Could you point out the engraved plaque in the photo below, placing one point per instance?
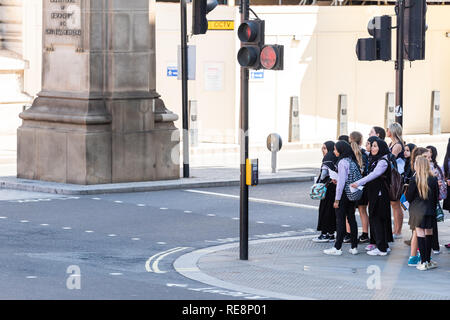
(62, 23)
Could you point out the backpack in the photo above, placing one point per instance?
(318, 191)
(353, 176)
(395, 187)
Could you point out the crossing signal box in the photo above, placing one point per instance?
(379, 47)
(414, 29)
(252, 172)
(200, 8)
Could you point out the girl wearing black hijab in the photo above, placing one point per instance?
(376, 183)
(407, 175)
(327, 214)
(344, 207)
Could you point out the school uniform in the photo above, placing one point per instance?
(446, 205)
(327, 214)
(423, 212)
(346, 207)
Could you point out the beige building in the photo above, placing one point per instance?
(320, 64)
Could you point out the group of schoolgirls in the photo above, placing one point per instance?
(348, 170)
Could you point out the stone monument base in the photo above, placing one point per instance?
(105, 141)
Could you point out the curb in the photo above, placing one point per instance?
(186, 265)
(72, 189)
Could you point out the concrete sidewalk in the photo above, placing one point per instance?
(295, 268)
(200, 178)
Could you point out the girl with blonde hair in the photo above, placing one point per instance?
(363, 161)
(397, 148)
(423, 193)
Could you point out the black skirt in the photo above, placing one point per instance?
(446, 205)
(327, 213)
(418, 218)
(364, 201)
(427, 222)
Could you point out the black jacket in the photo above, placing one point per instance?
(433, 195)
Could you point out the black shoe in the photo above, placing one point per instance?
(363, 238)
(322, 238)
(347, 239)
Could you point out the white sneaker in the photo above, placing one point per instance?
(422, 266)
(333, 251)
(432, 265)
(376, 252)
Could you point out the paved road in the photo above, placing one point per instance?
(124, 245)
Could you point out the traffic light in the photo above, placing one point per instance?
(200, 8)
(254, 54)
(251, 34)
(414, 29)
(271, 57)
(379, 47)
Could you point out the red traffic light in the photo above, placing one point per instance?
(248, 31)
(272, 56)
(248, 57)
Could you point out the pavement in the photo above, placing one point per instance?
(295, 268)
(204, 177)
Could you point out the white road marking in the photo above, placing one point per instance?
(158, 257)
(280, 203)
(176, 285)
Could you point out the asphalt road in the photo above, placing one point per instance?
(122, 246)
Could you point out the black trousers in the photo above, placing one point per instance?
(435, 241)
(379, 228)
(346, 210)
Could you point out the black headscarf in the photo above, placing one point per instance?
(330, 158)
(408, 173)
(411, 147)
(344, 138)
(345, 151)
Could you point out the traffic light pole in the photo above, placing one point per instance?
(184, 89)
(400, 63)
(244, 148)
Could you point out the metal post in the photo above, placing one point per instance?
(184, 89)
(244, 149)
(400, 63)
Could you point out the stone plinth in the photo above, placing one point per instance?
(98, 118)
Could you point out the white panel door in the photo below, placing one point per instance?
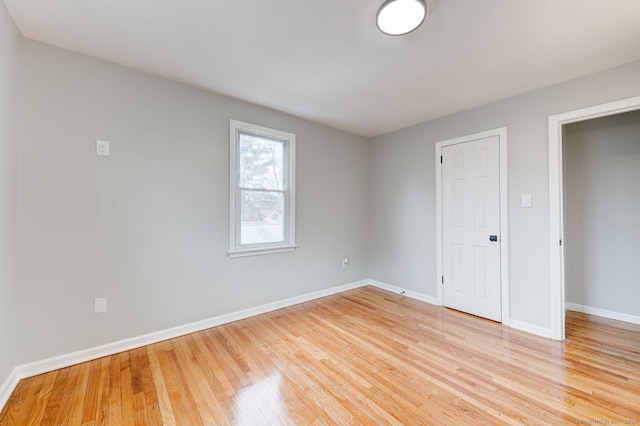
(471, 227)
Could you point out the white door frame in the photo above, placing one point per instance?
(556, 207)
(504, 215)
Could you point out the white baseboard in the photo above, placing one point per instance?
(6, 388)
(602, 313)
(404, 292)
(530, 328)
(66, 360)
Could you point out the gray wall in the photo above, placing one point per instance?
(147, 226)
(10, 48)
(602, 207)
(402, 227)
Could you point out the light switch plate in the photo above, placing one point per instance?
(102, 148)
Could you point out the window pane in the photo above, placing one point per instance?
(261, 162)
(261, 217)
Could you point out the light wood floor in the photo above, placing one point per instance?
(361, 357)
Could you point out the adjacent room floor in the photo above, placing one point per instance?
(365, 356)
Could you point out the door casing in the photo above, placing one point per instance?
(501, 133)
(556, 225)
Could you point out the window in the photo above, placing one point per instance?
(262, 190)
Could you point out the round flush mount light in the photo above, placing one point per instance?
(399, 17)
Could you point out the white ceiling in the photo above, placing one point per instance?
(325, 61)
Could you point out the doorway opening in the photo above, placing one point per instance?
(556, 200)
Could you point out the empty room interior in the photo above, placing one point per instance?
(291, 212)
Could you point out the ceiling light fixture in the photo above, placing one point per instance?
(400, 17)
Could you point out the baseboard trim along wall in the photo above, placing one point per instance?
(44, 366)
(6, 388)
(39, 367)
(404, 292)
(602, 313)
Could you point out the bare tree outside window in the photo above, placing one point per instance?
(262, 190)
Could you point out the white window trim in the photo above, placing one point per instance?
(235, 249)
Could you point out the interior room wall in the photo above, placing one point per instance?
(402, 225)
(10, 48)
(601, 207)
(147, 227)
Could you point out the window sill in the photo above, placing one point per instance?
(261, 251)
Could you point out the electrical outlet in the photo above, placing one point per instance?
(102, 148)
(100, 305)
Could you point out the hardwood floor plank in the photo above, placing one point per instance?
(365, 357)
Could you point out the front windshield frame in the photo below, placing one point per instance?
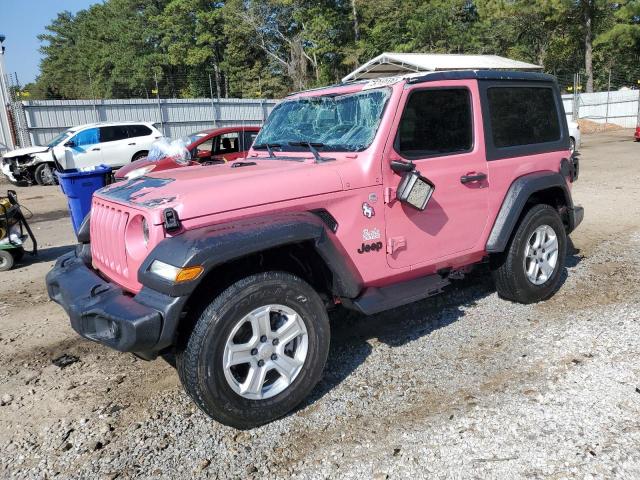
(59, 138)
(272, 138)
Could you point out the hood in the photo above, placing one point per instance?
(198, 191)
(25, 151)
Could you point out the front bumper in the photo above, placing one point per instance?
(101, 311)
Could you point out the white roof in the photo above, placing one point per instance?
(390, 64)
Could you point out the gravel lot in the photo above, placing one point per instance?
(463, 385)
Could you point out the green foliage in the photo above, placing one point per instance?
(267, 48)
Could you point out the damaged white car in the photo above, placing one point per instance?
(112, 144)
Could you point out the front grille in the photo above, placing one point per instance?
(108, 225)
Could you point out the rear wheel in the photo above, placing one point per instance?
(6, 260)
(43, 174)
(257, 350)
(530, 269)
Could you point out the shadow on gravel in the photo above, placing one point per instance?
(351, 331)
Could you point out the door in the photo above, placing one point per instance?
(440, 131)
(115, 145)
(83, 149)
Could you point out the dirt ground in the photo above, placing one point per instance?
(112, 415)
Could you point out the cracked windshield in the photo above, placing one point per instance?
(332, 123)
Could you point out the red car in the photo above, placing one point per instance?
(216, 145)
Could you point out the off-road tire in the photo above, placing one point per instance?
(139, 155)
(6, 260)
(507, 268)
(39, 174)
(200, 360)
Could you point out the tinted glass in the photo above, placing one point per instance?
(86, 137)
(523, 116)
(138, 130)
(112, 134)
(436, 122)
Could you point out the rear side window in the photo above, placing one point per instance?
(436, 122)
(112, 134)
(138, 130)
(523, 116)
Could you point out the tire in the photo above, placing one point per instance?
(216, 388)
(138, 156)
(43, 174)
(509, 269)
(6, 260)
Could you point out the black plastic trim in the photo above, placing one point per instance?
(145, 322)
(516, 198)
(217, 244)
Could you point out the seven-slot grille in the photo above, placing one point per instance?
(108, 225)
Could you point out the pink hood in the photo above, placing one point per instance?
(199, 191)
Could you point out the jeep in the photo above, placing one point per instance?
(362, 196)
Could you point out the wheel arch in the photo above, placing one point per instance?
(541, 187)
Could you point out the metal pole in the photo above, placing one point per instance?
(213, 107)
(606, 115)
(159, 106)
(5, 128)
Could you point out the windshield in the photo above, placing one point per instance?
(58, 138)
(336, 123)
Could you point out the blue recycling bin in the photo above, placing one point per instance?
(78, 186)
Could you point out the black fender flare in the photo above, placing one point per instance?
(515, 200)
(218, 244)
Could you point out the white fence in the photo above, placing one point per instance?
(41, 120)
(619, 107)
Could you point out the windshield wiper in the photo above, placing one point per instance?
(269, 147)
(312, 146)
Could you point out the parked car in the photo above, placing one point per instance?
(574, 136)
(364, 196)
(113, 144)
(217, 145)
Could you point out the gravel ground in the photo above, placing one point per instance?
(463, 385)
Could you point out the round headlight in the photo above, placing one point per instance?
(145, 231)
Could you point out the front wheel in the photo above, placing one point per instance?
(530, 269)
(257, 350)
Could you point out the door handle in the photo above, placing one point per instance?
(475, 177)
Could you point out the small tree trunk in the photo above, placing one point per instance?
(588, 43)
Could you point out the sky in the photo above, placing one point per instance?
(21, 21)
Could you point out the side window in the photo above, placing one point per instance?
(436, 122)
(90, 136)
(229, 143)
(138, 130)
(249, 138)
(523, 116)
(112, 134)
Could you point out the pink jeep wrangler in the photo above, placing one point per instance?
(365, 196)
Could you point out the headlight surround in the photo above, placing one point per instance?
(139, 172)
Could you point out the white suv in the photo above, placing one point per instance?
(114, 144)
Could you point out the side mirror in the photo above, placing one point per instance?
(415, 190)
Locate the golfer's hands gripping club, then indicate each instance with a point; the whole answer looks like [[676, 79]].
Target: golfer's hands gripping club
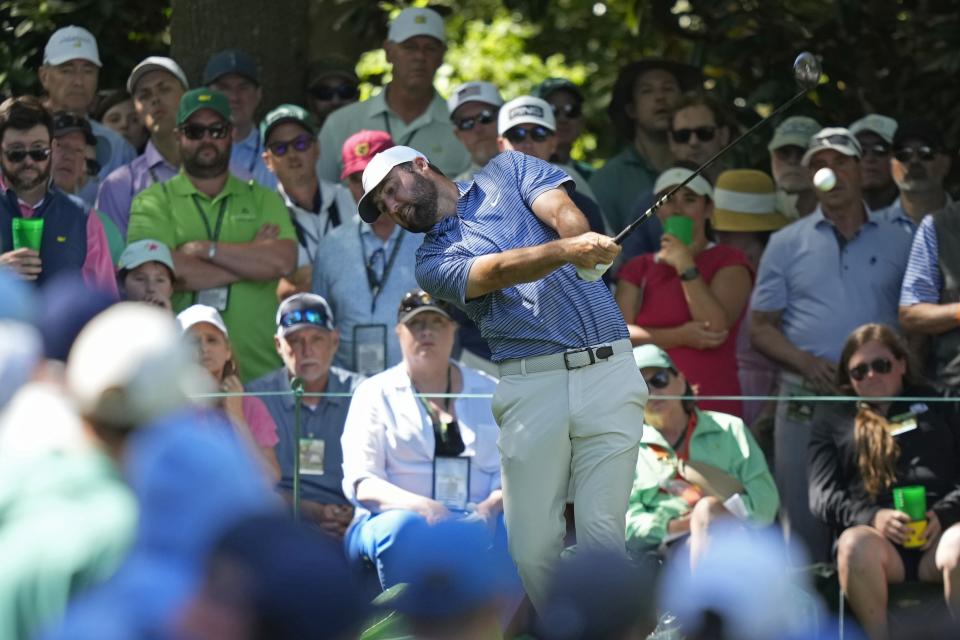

_ _ _ _

• Exercise instructions: Go through the records above and return every line that holds the string "golfer".

• Problem solution:
Locate the golfer's hands gripping club, then indicate each instance with a point; the whole answer looks like [[676, 79]].
Target: golfer's hands gripping club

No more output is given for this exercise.